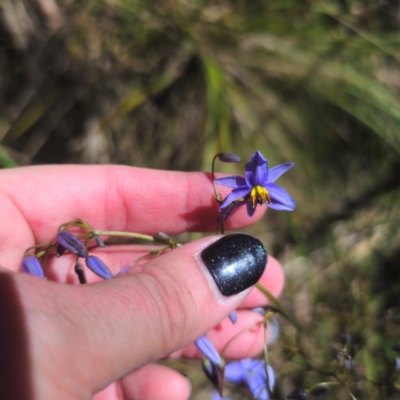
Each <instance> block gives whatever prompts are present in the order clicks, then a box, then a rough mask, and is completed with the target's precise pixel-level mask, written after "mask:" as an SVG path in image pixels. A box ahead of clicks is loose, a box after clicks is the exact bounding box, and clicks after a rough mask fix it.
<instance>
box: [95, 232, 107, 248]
mask: <svg viewBox="0 0 400 400" xmlns="http://www.w3.org/2000/svg"><path fill="white" fill-rule="evenodd" d="M94 240H95V241H96V243H97V246H99V247H103V248H104V247H106V245H105V244H104V242H103V241H102V240H101V239H100V236H97V235H96V236H95V237H94Z"/></svg>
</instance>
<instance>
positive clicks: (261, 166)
mask: <svg viewBox="0 0 400 400" xmlns="http://www.w3.org/2000/svg"><path fill="white" fill-rule="evenodd" d="M245 176H246V183H247V185H248V186H249V187H250V188H252V187H254V186H257V185H260V186H264V185H265V184H266V183H267V182H268V161H267V159H266V158H264V156H263V155H262V154H261V153H260V152H259V151H258V150H257V151H255V152H254V154H253V155H252V156H251V158H250V160H249V162H248V163H247V164H246V168H245Z"/></svg>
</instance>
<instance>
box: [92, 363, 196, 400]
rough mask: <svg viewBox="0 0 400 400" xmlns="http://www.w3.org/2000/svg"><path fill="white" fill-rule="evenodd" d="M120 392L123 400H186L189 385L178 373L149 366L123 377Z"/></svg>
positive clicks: (186, 380)
mask: <svg viewBox="0 0 400 400" xmlns="http://www.w3.org/2000/svg"><path fill="white" fill-rule="evenodd" d="M121 391H122V393H123V399H124V400H160V399H161V398H162V399H163V400H187V399H189V396H190V392H191V385H190V383H189V381H188V379H186V378H185V377H184V376H183V375H182V374H180V373H179V372H177V371H174V370H172V369H170V368H168V367H165V366H163V365H155V364H149V365H146V366H144V367H142V368H139V369H138V370H136V371H134V372H132V373H131V374H129V375H127V376H125V377H124V378H123V379H122V380H121ZM95 400H97V399H95ZM99 400H100V399H99Z"/></svg>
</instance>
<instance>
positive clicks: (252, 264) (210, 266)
mask: <svg viewBox="0 0 400 400" xmlns="http://www.w3.org/2000/svg"><path fill="white" fill-rule="evenodd" d="M201 258H202V260H203V262H204V264H205V265H206V267H207V268H208V270H209V271H210V273H211V275H212V277H213V278H214V280H215V283H216V284H217V286H218V288H219V290H220V292H221V293H222V294H223V295H224V296H232V295H234V294H237V293H240V292H242V291H243V290H245V289H247V288H249V287H250V286H252V285H254V284H255V283H256V282H257V281H258V280H259V279H260V277H261V275H262V274H263V272H264V270H265V266H266V264H267V259H268V252H267V250H266V249H265V247H264V246H263V244H262V243H261V242H260V241H259V240H258V239H256V238H254V237H253V236H250V235H245V234H243V233H234V234H232V235H227V236H224V237H223V238H222V239H219V240H217V241H216V242H214V243H213V244H211V245H210V246H208V247H207V248H205V249H204V250H203V251H202V253H201Z"/></svg>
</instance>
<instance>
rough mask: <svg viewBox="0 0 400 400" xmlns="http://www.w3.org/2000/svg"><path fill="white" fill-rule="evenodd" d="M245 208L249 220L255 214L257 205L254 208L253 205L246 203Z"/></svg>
mask: <svg viewBox="0 0 400 400" xmlns="http://www.w3.org/2000/svg"><path fill="white" fill-rule="evenodd" d="M246 207H247V215H248V216H249V218H251V217H252V216H253V215H254V213H255V212H256V208H257V204H256V205H255V207H253V204H251V203H250V202H248V203H246Z"/></svg>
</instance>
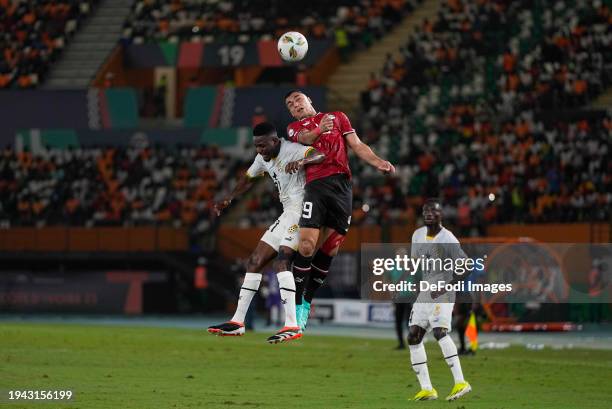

==================================================

*ABOUT THIS EXERCISE:*
Output the entries verbatim but drop the images.

*EXERCISE SOLUTION:*
Each <instance> block gives whatever prompts are present in the order clicks, then a box, then a rough mask, and is completed with the target's precise pixel-level mask, written after "mask:" as an SVG path in image pixels. A box ahead of clicks is loose, a box after clicks is the exact bounding box, and clicks after a rough mask fix it.
<instance>
box: [95, 232, 107, 248]
mask: <svg viewBox="0 0 400 400" xmlns="http://www.w3.org/2000/svg"><path fill="white" fill-rule="evenodd" d="M94 240H95V241H96V243H97V246H99V247H103V248H104V247H106V245H105V244H104V242H103V241H102V240H101V239H100V236H97V235H96V236H95V237H94Z"/></svg>
</instance>
<instance>
positive clicks: (261, 166)
mask: <svg viewBox="0 0 400 400" xmlns="http://www.w3.org/2000/svg"><path fill="white" fill-rule="evenodd" d="M245 176H246V183H247V185H248V186H249V187H250V188H252V187H254V186H257V185H260V186H264V185H265V184H266V183H267V182H268V161H267V159H266V158H264V156H263V155H262V154H261V153H260V152H259V151H258V150H257V151H255V152H254V154H253V155H252V156H251V158H250V160H249V162H248V163H247V164H246V168H245Z"/></svg>
</instance>
<instance>
box: [92, 363, 196, 400]
rough mask: <svg viewBox="0 0 400 400" xmlns="http://www.w3.org/2000/svg"><path fill="white" fill-rule="evenodd" d="M120 392L123 400H186L189 385L178 373L149 366L123 377Z"/></svg>
positive clicks: (186, 380)
mask: <svg viewBox="0 0 400 400" xmlns="http://www.w3.org/2000/svg"><path fill="white" fill-rule="evenodd" d="M121 391H122V393H123V399H124V400H160V399H161V398H162V399H163V400H187V399H189V396H190V392H191V385H190V383H189V381H188V379H186V378H185V377H184V376H183V375H182V374H180V373H179V372H177V371H174V370H172V369H170V368H168V367H165V366H163V365H155V364H149V365H146V366H144V367H142V368H139V369H138V370H136V371H134V372H132V373H131V374H129V375H127V376H125V377H124V378H123V379H122V380H121ZM95 400H97V399H95ZM99 400H100V399H99Z"/></svg>
</instance>
<instance>
positive clicks: (252, 264) (210, 266)
mask: <svg viewBox="0 0 400 400" xmlns="http://www.w3.org/2000/svg"><path fill="white" fill-rule="evenodd" d="M201 258H202V260H203V262H204V264H205V265H206V267H207V268H208V270H209V271H210V273H211V275H212V277H213V278H214V280H215V283H216V284H217V286H218V288H219V290H220V292H221V293H222V294H223V295H224V296H232V295H234V294H237V293H240V292H242V291H243V290H245V289H247V288H249V287H250V286H252V285H254V284H255V283H256V282H257V281H258V280H259V279H260V277H261V275H262V274H263V272H264V270H265V266H266V264H267V259H268V252H267V250H266V249H265V247H264V246H263V244H262V243H261V242H260V241H259V240H258V239H256V238H254V237H253V236H250V235H245V234H243V233H234V234H232V235H227V236H224V237H223V238H222V239H219V240H217V241H216V242H214V243H213V244H211V245H210V246H208V247H207V248H205V249H204V250H203V251H202V253H201Z"/></svg>
</instance>
<instance>
rough mask: <svg viewBox="0 0 400 400" xmlns="http://www.w3.org/2000/svg"><path fill="white" fill-rule="evenodd" d="M245 208L249 220L255 214L257 205L254 208L253 205L246 203Z"/></svg>
mask: <svg viewBox="0 0 400 400" xmlns="http://www.w3.org/2000/svg"><path fill="white" fill-rule="evenodd" d="M246 207H247V215H248V216H249V218H251V217H252V216H253V215H254V213H255V212H256V208H257V204H256V205H255V207H253V204H251V203H250V202H248V203H246Z"/></svg>
</instance>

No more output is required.